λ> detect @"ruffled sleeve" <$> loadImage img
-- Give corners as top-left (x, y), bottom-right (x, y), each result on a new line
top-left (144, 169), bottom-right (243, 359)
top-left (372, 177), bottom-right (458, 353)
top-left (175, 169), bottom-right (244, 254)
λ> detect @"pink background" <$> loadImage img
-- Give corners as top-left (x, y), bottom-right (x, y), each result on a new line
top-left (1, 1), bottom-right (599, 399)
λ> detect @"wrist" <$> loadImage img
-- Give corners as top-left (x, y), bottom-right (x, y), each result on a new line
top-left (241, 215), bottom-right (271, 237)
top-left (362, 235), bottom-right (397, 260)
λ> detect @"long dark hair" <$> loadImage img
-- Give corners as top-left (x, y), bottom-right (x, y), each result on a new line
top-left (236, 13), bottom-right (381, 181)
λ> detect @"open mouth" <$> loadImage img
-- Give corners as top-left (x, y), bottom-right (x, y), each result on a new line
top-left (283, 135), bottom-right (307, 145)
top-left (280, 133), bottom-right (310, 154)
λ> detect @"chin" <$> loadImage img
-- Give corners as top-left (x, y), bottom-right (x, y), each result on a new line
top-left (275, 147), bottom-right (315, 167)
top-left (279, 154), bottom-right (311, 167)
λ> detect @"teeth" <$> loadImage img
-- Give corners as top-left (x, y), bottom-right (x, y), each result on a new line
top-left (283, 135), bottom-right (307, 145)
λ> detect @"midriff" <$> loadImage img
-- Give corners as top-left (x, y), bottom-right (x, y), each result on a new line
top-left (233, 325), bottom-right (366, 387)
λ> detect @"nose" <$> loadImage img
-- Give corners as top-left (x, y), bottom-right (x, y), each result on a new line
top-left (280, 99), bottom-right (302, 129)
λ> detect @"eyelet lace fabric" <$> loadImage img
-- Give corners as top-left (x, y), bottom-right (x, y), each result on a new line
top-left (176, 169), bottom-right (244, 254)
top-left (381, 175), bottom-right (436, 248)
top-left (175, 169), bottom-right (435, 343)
========================================
→ **TASK TO COMPLETE**
An exact copy of the listing above is what is wanted.

→ **TASK ANSWER**
λ> detect @"ruffled sleeve" <$> loadImage img
-- Give corners as top-left (x, y), bottom-right (x, y), each result on a new line
top-left (144, 169), bottom-right (243, 359)
top-left (372, 177), bottom-right (458, 353)
top-left (175, 169), bottom-right (244, 254)
λ> detect @"pink background" <$> loadImage img
-- Give corners as top-left (x, y), bottom-right (x, y), each result on a new line
top-left (1, 1), bottom-right (599, 399)
λ> detect @"wrist" <$> loadImage img
-- Give corners as top-left (x, y), bottom-right (x, y), each result on a new line
top-left (241, 215), bottom-right (271, 237)
top-left (362, 235), bottom-right (397, 260)
λ> detect @"long dark hair" <$> loadImage img
-- Give corners as top-left (x, y), bottom-right (x, y), each result on a new line
top-left (236, 13), bottom-right (381, 181)
λ> detect @"open mouth" <$> loadImage img
-- Give corners as top-left (x, y), bottom-right (x, y), each result on a new line
top-left (283, 135), bottom-right (307, 145)
top-left (280, 133), bottom-right (310, 154)
λ> detect @"chin" <$> loadImage img
-- Give corners as top-left (x, y), bottom-right (x, y), each result on a new line
top-left (275, 147), bottom-right (315, 167)
top-left (279, 154), bottom-right (311, 167)
λ> detect @"teeth" <$> loadImage img
-- Give corners as top-left (x, y), bottom-right (x, y), each result on a new line
top-left (283, 135), bottom-right (307, 145)
λ> detect @"midriff" <$> loadImage img
-- Give corners as top-left (x, y), bottom-right (x, y), each result on a new line
top-left (233, 325), bottom-right (366, 387)
λ> detect @"nose" <$> loadImage img
-- Give corners as top-left (x, y), bottom-right (x, y), each result on a new line
top-left (280, 99), bottom-right (302, 129)
λ> detect @"eyelet lace fabric" <$> loadImage img
-- Give corners as top-left (x, y), bottom-right (x, y), each result on a new line
top-left (176, 169), bottom-right (244, 254)
top-left (381, 175), bottom-right (436, 248)
top-left (175, 169), bottom-right (435, 343)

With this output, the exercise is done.